* _SOURCE EXCERPT_
────

II. (a) Pontikes Trust. Following the transactions described in
paragraph (c) below, the Pontikes Trust owns directly 4,171,438 shares of
Common Stock of Comdisco representing approximately 0.2% of the total
outstanding shares of Comdisco Common Stock.
(b) Nicholas Pontikes, as successor trustee, has sole power to vote and
sole power to direct the disposition of the shares owned by the Pontikes
Trust.
(c) During the sixty (60) days prior to the date hereof the Trust sold
the following shares of Common Stock at the following prices: NONE
(d), (e) Not applicable.
III. (a) Ponchil Limited Partnership. As of the date hereof, Ponchil
Limited Partnership owns directly 2,181,891 shares of Common Stock of
Comdisco, representing approximately 6% of the total outstanding shares of
Comdisco's Common Stock.

────

* _THINGS TO DO_
1. According to the Comdisco excerpt, in what capacity does Nicholas Pontikes hold sole power to vote and direct the disposition of the Pontikes Trust shares? Answer in one to three sentences.
2. How many shares of Comdisco Common Stock does Ponchil Limited Partnership own directly, per the Comdisco excerpt?
3. Reproduce the passage of the Comdisco excerpt starting with "(c) During the" and going on through "(e) Not applicable.".
The data that comes next has no connection to the Comdisco excerpt.

────

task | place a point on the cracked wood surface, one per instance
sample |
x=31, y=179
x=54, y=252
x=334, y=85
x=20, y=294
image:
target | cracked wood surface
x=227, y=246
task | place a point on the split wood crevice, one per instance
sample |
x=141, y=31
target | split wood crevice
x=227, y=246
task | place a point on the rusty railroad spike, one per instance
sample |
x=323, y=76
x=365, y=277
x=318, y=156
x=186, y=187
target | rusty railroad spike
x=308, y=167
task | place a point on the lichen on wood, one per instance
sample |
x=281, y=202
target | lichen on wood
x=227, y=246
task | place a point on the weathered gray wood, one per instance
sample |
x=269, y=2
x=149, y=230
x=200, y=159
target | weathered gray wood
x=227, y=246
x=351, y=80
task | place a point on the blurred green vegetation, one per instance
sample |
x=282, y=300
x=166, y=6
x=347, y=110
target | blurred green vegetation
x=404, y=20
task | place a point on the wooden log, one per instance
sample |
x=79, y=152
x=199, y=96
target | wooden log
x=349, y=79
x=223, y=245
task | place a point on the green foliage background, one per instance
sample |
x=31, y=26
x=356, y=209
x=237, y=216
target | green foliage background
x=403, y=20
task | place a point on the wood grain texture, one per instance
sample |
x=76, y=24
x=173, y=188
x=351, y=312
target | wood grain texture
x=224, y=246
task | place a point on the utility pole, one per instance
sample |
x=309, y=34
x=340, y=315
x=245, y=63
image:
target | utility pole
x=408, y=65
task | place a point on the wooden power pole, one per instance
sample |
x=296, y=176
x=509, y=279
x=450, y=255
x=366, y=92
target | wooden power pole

────

* _EXPECTED RESULTS_
1. Nicholas Pontikes holds sole power to vote and to direct the disposition of the shares owned by the Pontikes Trust as its successor trustee.

2. 2,181,891 shares.

3.
(c) During the sixty (60) days prior to the date hereof the Trust sold
the following shares of Common Stock at the following prices: NONE
(d), (e) Not applicable.